### What the task requires:
Copy the passage of the AWS S3 post starting at "To use AWS, you'll" and ending at "you've created it.", word for word.

### Document section:
------------------------
Posted July 1st, 2020 by Zack Spellman
The world's largest filesystem at your fingertips
This post is a guided walkthrough of what you'll need to do to get started using AWS S3 with the AWS CLI. By the end you should be able to upload, discover, and download files with simple command line commands. I'll also talk a bit about ACLs, or Access Control Lists, which control who can access your files.
One of the first and still best services offered by AWS is S3, the Simple Storage Service. Over the years it has grown enough additional features that calling it "Simple" is a bit of a stretch, but for basic usage the adjective still fits. Loosely, S3 is an infinitely large, never-failing1 networked file storage which supports reads, writes, listing files, and ACLs. It doesn't understand folders, but some tools (including the AWS CLI) treat forward slash ('/') specially so you can simulate folder support (they call them "prefixes").
To access S3 (and other AWS services), The AWS CLI is a surprisingly useful tool. For S3 it offers familiar operations like copy, move, and list. For other AWS services, the CLI allows quick tests of various APIs without needing to setup a whole scripting environment. Because it largely works like any other command line tool, it can also be used as part of a whole - I've built makefiles and shell scripts which used the AWS CLI as a scrappy way to build small pieces of automation which served me for years.
To use AWS, you'll need an account. To get an account, you'll need an email address and a credit card. Don't worry too much about the cost of S3 - it's currently at $0.023 / GB / Month, and that can drop to $0.0125 if you're not accessing the data very often.
WARNING While individual actions in AWS are usually fractions of pennies, it is very easy to spend a ton of money doing nothing, so be careful with your AWS account once you've created it.
AWS has a nice guide on creating a new account that you should follow if you need one. There's a lot of nuance you can get into after creating an account - sub accounts, limited access rights, etc., but don't worry about that if you're just getting started. Worry about it when you re-read that warning above and are starting to develop bigger things.
------------------------
### Excerpted records:
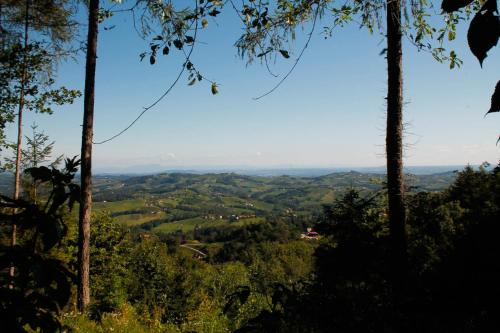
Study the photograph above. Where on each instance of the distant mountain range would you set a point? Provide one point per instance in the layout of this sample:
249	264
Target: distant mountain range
442	172
270	171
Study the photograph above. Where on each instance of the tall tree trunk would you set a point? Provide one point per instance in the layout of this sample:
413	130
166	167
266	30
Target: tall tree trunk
86	171
394	145
17	179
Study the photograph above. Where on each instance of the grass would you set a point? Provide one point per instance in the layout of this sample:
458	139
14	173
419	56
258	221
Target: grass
138	219
187	225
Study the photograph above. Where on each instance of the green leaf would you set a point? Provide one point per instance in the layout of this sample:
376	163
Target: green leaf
214	89
285	54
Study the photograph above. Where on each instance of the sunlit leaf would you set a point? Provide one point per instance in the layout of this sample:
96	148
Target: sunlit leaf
449	6
285	54
214	89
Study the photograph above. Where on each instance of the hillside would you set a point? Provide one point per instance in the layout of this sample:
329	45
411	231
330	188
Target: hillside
180	201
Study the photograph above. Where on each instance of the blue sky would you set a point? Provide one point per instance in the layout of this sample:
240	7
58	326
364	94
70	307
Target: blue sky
330	112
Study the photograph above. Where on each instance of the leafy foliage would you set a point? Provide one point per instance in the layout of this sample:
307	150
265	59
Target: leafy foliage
42	284
484	30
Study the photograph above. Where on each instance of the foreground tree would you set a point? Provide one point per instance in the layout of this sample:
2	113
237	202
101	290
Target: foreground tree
33	297
27	85
86	171
267	34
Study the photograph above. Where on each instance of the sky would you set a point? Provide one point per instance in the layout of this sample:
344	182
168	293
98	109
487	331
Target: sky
330	112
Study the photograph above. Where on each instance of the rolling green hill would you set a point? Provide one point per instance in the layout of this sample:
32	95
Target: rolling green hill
169	202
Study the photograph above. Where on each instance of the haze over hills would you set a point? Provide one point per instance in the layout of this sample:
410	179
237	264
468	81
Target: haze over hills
269	171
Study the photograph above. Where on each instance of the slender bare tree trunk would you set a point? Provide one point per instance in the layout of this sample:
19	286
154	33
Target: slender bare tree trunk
394	145
86	172
17	181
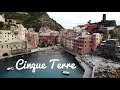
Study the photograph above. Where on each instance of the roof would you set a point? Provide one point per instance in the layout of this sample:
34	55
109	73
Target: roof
9	41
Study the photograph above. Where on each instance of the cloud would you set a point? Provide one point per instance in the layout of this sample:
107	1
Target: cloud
71	19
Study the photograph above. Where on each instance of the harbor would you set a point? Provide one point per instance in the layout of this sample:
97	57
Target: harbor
41	57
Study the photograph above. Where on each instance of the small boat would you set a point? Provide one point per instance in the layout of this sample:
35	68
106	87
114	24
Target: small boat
65	72
10	68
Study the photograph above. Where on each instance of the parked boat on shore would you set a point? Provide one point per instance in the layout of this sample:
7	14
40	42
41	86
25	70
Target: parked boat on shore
10	68
65	72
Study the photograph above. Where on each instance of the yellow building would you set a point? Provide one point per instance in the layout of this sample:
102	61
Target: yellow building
13	34
11	47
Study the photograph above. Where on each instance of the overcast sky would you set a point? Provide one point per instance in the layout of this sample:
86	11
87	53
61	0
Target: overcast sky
70	19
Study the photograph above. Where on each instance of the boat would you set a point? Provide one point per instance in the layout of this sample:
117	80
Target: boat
10	68
65	72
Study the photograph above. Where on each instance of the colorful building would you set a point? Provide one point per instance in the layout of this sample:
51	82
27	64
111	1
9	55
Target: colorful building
11	47
86	43
90	27
32	38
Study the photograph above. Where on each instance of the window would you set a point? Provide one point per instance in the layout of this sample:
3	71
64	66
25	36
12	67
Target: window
7	46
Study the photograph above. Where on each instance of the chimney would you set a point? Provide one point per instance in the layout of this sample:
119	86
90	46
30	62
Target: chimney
104	17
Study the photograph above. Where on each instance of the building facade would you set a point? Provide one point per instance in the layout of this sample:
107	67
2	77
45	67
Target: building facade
12	47
32	38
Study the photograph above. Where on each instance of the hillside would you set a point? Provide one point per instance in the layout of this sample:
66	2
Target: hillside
33	19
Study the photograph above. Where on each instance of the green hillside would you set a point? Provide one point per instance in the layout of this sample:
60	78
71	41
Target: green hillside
33	20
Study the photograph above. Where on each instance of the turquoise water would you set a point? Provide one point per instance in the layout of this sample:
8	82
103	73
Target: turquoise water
39	57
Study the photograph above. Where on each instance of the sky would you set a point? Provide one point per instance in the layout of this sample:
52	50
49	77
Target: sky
71	19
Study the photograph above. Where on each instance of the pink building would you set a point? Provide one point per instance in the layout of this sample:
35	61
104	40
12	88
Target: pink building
87	43
90	27
48	40
32	38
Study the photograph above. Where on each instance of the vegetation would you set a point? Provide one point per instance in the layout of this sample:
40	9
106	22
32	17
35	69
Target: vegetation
33	20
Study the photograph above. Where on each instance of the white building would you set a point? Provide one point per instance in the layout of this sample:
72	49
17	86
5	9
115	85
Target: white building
2	19
70	43
11	47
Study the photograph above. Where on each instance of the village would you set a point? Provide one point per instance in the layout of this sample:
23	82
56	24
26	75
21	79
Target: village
90	39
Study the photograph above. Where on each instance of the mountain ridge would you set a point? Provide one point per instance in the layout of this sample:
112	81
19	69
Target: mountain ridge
34	20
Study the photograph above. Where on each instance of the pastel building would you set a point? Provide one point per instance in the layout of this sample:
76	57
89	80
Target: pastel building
97	39
13	34
48	37
86	43
70	43
11	47
83	44
32	38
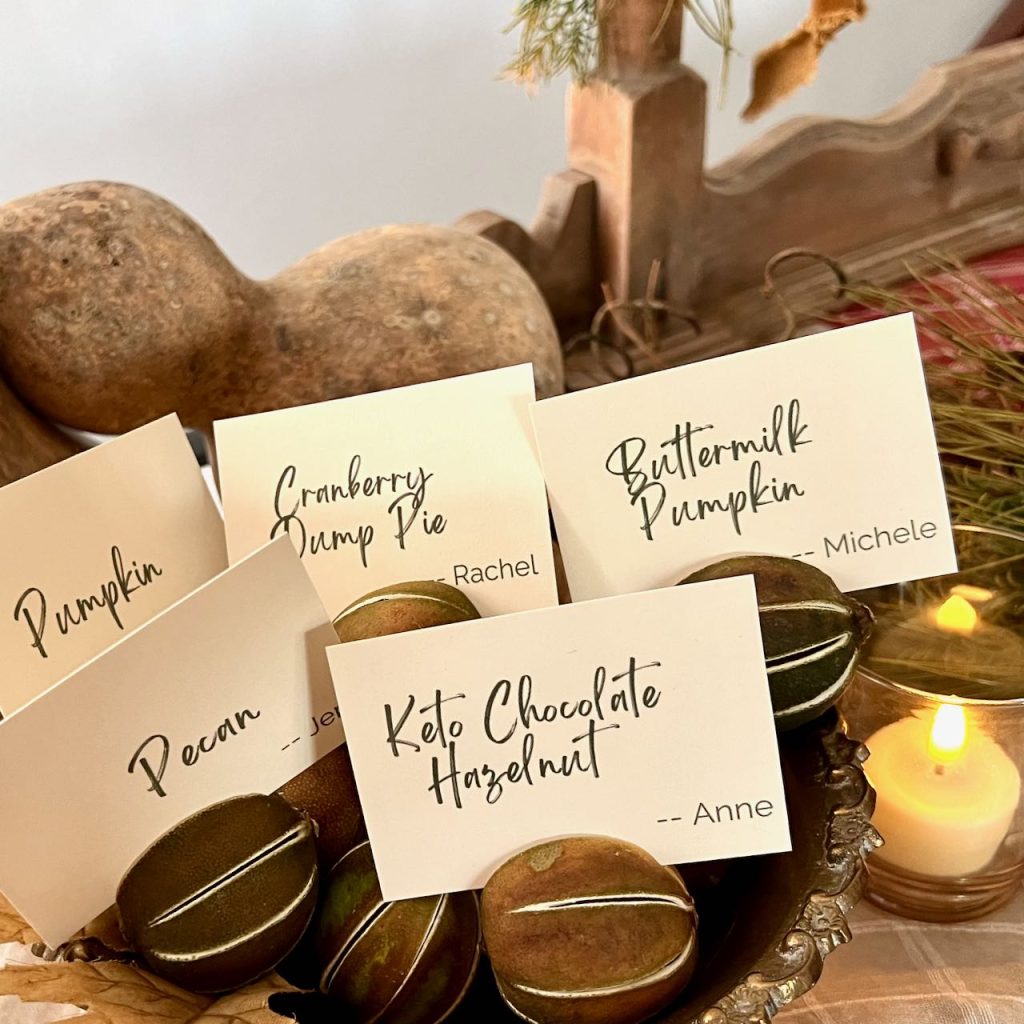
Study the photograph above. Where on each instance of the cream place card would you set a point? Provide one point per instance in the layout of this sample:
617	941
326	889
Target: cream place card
226	692
645	717
95	546
435	481
820	449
------------------------
### The reply:
To use AWS, you'll need an account. To get an account, you'll need an email address and a credit card. Don't worry too much about the cost of S3 - it's currently at $0.023 / GB / Month, and that can drop to $0.0125 if you're not accessing the data very often.
WARNING While individual actions in AWS are usually fractions of pennies, it is very easy to spend a ton of money doing nothing, so be careful with your AWS account once you've created it.